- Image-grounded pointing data
# # # #

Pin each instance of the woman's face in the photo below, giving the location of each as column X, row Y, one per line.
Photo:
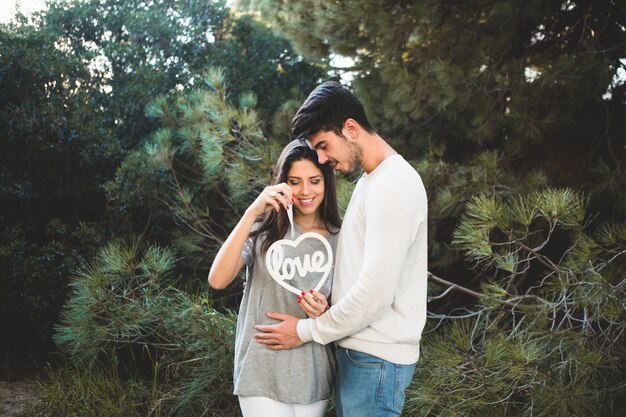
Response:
column 307, row 183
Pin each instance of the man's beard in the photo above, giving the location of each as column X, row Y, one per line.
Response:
column 354, row 157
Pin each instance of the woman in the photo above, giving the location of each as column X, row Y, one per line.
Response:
column 294, row 382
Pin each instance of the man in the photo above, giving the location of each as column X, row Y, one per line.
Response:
column 379, row 290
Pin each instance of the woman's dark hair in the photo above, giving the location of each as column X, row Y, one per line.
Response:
column 272, row 225
column 326, row 109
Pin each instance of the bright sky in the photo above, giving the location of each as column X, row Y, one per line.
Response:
column 7, row 8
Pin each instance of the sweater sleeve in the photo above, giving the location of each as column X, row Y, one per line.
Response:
column 393, row 215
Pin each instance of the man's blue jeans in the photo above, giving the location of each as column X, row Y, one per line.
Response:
column 367, row 386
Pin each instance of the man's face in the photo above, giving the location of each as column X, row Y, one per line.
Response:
column 339, row 152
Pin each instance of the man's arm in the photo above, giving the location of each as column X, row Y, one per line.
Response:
column 393, row 217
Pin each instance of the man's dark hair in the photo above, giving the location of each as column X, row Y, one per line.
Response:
column 327, row 108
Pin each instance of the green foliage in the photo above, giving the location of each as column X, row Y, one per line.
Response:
column 122, row 314
column 74, row 393
column 501, row 97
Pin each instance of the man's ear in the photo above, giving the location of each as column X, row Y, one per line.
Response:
column 351, row 129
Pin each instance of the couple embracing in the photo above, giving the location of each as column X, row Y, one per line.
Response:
column 359, row 332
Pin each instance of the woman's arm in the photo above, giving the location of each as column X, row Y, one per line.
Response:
column 228, row 261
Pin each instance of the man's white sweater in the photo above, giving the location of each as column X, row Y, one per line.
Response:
column 380, row 280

# # # #

- Assignment
Give the number of lines in the entries that hold the word "sweater", and nothing else.

- Response to this task
2